(Referring expression pointing data)
------------------------------------------------------------------------

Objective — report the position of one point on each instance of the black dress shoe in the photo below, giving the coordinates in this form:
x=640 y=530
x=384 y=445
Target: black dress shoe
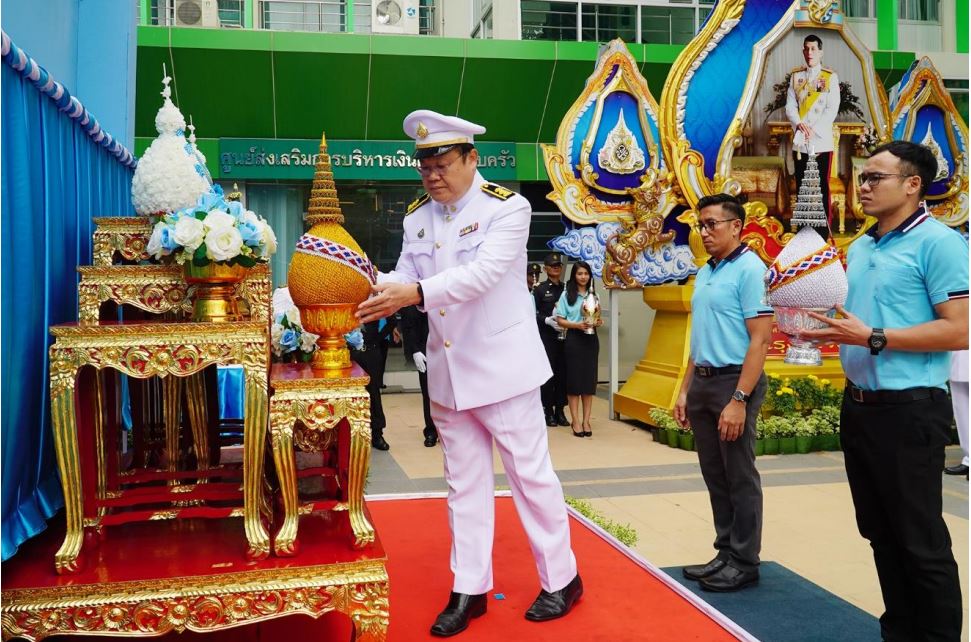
x=460 y=609
x=729 y=579
x=549 y=606
x=703 y=570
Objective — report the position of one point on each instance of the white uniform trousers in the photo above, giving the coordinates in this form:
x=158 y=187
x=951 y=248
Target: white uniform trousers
x=959 y=398
x=519 y=429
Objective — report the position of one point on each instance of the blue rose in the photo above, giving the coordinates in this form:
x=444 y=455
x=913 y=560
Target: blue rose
x=289 y=340
x=355 y=339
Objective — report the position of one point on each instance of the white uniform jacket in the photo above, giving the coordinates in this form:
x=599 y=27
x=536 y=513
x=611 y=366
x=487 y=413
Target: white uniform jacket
x=470 y=257
x=813 y=98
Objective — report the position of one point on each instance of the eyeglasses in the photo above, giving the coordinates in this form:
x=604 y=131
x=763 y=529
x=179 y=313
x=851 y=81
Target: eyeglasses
x=873 y=179
x=709 y=226
x=438 y=170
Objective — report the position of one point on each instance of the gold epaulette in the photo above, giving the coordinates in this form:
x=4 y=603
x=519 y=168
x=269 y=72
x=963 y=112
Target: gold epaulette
x=418 y=202
x=497 y=191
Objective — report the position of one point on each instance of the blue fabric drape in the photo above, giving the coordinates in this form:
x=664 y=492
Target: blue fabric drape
x=55 y=179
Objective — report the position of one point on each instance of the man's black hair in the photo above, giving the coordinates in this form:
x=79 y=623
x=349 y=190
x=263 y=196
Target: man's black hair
x=729 y=203
x=915 y=160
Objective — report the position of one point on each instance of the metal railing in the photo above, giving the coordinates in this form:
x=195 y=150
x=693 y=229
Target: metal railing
x=229 y=13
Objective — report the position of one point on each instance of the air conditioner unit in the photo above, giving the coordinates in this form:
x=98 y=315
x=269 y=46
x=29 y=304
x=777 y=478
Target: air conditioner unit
x=394 y=16
x=196 y=13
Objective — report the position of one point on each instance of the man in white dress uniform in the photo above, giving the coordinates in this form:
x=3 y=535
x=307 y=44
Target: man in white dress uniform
x=462 y=261
x=812 y=104
x=959 y=399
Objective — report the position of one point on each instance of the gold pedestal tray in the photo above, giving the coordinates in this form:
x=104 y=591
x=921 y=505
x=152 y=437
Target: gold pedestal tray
x=304 y=407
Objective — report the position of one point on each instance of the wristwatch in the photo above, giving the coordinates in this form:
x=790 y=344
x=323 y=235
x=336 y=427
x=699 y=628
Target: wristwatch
x=738 y=395
x=877 y=341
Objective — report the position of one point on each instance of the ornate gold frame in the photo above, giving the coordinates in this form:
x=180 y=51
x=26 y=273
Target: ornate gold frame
x=360 y=590
x=144 y=350
x=127 y=235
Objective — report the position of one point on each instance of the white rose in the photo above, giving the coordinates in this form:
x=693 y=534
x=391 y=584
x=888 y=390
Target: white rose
x=293 y=315
x=155 y=241
x=269 y=240
x=189 y=232
x=223 y=243
x=276 y=331
x=217 y=219
x=308 y=341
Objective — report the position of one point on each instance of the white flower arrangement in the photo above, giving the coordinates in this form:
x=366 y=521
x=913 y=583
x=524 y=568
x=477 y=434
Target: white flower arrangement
x=213 y=230
x=288 y=338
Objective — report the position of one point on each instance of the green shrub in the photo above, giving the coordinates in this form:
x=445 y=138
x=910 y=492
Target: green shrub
x=625 y=533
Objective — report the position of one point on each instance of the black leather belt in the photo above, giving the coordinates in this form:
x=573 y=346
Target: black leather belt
x=709 y=371
x=860 y=395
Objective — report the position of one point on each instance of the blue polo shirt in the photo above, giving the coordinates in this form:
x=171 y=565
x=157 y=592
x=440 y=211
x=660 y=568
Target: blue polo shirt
x=895 y=282
x=726 y=294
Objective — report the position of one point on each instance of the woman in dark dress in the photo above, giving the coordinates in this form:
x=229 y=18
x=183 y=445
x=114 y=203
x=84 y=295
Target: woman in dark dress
x=581 y=349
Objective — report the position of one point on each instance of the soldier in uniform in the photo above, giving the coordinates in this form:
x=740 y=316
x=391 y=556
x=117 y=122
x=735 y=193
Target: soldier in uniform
x=812 y=104
x=546 y=295
x=462 y=260
x=532 y=276
x=414 y=336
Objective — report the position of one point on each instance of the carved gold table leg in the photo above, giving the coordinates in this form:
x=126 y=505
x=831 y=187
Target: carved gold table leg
x=196 y=395
x=254 y=439
x=359 y=417
x=281 y=436
x=369 y=611
x=172 y=414
x=64 y=424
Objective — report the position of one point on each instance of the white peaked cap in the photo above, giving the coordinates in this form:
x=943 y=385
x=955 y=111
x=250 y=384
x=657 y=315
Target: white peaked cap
x=435 y=133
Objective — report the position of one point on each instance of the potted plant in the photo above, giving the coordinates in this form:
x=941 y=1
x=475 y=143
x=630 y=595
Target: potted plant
x=771 y=439
x=215 y=242
x=686 y=439
x=759 y=436
x=804 y=431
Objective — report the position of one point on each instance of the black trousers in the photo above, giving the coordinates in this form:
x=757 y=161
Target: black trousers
x=894 y=455
x=823 y=159
x=728 y=467
x=429 y=430
x=553 y=392
x=372 y=361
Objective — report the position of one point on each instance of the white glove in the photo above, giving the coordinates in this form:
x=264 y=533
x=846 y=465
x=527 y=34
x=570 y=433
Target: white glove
x=420 y=361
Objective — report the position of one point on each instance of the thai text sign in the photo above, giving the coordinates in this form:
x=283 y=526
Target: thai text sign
x=280 y=158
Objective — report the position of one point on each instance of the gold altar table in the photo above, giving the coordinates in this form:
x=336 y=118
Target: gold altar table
x=315 y=413
x=142 y=350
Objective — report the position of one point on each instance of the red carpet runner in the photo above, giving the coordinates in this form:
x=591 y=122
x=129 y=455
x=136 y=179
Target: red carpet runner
x=622 y=601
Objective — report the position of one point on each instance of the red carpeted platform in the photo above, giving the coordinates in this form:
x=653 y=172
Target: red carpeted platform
x=623 y=599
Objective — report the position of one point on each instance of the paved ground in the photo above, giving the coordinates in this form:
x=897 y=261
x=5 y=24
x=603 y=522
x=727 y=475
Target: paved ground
x=809 y=525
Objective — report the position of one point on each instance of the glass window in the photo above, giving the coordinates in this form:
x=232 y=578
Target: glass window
x=921 y=10
x=310 y=15
x=664 y=26
x=604 y=22
x=549 y=20
x=857 y=9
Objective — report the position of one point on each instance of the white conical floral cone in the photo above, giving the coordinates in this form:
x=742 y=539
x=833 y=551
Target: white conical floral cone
x=169 y=175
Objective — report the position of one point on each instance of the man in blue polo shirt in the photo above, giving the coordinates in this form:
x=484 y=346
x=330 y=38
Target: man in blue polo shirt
x=907 y=306
x=723 y=390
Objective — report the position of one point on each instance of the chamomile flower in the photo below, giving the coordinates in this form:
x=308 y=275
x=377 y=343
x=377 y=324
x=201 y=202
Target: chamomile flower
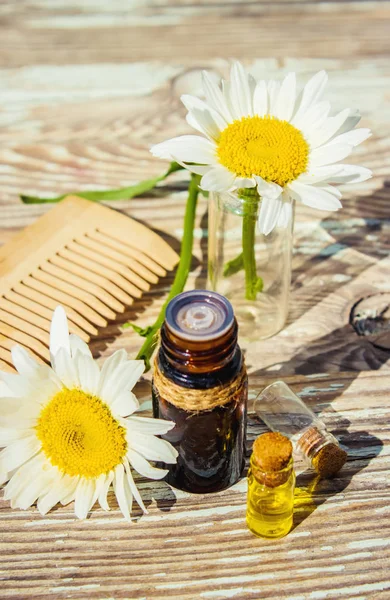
x=70 y=431
x=269 y=136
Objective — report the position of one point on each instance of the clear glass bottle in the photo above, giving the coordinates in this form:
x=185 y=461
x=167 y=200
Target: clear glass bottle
x=282 y=410
x=199 y=360
x=252 y=270
x=271 y=484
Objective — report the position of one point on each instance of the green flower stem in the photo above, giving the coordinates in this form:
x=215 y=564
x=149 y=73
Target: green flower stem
x=253 y=283
x=183 y=269
x=118 y=194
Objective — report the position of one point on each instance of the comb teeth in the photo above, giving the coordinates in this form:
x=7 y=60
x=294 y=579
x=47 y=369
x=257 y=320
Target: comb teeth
x=94 y=264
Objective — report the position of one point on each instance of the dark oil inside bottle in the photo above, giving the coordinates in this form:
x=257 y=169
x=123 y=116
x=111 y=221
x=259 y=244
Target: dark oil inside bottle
x=211 y=443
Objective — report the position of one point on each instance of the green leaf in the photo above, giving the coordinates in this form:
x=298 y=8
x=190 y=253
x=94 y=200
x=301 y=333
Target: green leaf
x=118 y=194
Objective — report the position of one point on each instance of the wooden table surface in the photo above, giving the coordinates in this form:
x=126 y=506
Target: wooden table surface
x=86 y=88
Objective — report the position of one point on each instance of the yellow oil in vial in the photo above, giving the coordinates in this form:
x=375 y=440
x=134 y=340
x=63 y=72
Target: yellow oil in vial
x=270 y=509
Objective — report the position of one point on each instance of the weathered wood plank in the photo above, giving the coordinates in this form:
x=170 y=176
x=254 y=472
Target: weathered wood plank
x=192 y=546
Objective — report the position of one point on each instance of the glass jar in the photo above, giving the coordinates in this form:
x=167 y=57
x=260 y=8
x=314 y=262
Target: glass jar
x=200 y=383
x=251 y=269
x=271 y=485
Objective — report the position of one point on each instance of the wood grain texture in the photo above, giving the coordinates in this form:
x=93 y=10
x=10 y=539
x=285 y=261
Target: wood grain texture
x=86 y=88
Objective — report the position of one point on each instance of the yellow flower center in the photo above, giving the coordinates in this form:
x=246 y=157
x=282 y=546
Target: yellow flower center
x=264 y=146
x=79 y=435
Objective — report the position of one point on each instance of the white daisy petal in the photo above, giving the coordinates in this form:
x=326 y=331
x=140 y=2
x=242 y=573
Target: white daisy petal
x=69 y=487
x=88 y=373
x=286 y=99
x=78 y=345
x=151 y=447
x=329 y=128
x=65 y=368
x=328 y=154
x=319 y=174
x=17 y=453
x=354 y=138
x=122 y=379
x=59 y=332
x=141 y=465
x=215 y=97
x=147 y=425
x=124 y=404
x=23 y=362
x=240 y=97
x=351 y=174
x=110 y=365
x=269 y=214
x=84 y=497
x=188 y=148
x=316 y=197
x=273 y=94
x=208 y=120
x=102 y=498
x=312 y=119
x=260 y=99
x=218 y=179
x=120 y=493
x=133 y=487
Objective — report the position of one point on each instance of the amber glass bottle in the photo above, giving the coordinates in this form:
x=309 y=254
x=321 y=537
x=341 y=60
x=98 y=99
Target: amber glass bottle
x=200 y=383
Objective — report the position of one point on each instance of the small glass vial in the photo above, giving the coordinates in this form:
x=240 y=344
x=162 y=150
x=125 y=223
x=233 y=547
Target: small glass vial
x=200 y=383
x=282 y=410
x=271 y=484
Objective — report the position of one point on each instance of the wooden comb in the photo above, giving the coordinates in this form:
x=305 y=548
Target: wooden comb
x=89 y=258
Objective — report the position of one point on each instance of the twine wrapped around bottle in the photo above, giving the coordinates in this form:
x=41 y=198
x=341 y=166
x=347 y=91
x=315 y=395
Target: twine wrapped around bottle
x=198 y=400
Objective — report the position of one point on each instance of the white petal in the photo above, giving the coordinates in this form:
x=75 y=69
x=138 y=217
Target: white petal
x=218 y=179
x=312 y=92
x=122 y=379
x=267 y=189
x=88 y=373
x=78 y=345
x=18 y=385
x=273 y=93
x=316 y=197
x=329 y=128
x=354 y=138
x=141 y=465
x=351 y=174
x=85 y=492
x=319 y=174
x=215 y=97
x=269 y=214
x=21 y=475
x=240 y=96
x=151 y=447
x=147 y=425
x=187 y=148
x=260 y=99
x=286 y=98
x=18 y=453
x=69 y=487
x=110 y=365
x=65 y=368
x=120 y=492
x=312 y=119
x=133 y=487
x=124 y=404
x=102 y=498
x=23 y=362
x=329 y=154
x=209 y=122
x=59 y=332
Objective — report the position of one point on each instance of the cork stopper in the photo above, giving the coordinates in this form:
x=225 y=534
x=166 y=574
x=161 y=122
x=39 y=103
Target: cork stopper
x=271 y=459
x=323 y=450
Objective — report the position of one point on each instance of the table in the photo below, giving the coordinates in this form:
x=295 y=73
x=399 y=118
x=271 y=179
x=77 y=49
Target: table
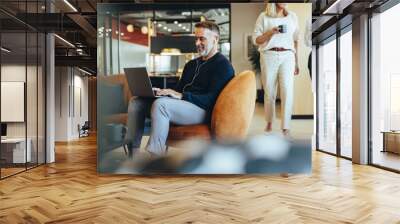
x=391 y=141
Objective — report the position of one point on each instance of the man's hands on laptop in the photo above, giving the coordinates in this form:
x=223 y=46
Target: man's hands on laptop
x=168 y=92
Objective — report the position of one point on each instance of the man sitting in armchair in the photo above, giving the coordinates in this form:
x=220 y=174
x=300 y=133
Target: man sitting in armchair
x=191 y=101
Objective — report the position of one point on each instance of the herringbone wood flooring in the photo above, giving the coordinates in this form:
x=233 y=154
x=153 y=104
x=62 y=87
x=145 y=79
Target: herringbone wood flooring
x=70 y=191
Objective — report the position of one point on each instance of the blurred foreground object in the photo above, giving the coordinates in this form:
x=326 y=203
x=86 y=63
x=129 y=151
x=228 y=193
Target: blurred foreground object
x=262 y=154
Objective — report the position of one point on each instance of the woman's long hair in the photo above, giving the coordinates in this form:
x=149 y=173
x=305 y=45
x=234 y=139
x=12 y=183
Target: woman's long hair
x=271 y=10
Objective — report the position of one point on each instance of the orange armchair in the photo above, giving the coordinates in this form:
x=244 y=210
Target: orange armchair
x=231 y=115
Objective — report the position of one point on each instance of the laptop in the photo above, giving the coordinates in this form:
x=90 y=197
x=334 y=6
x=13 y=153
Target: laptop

------------------------------------------------------------------------

* [Prompt] An answer consisting of the number alone is required: how many lines in the entries hold the string "below"?

* [Written response] 3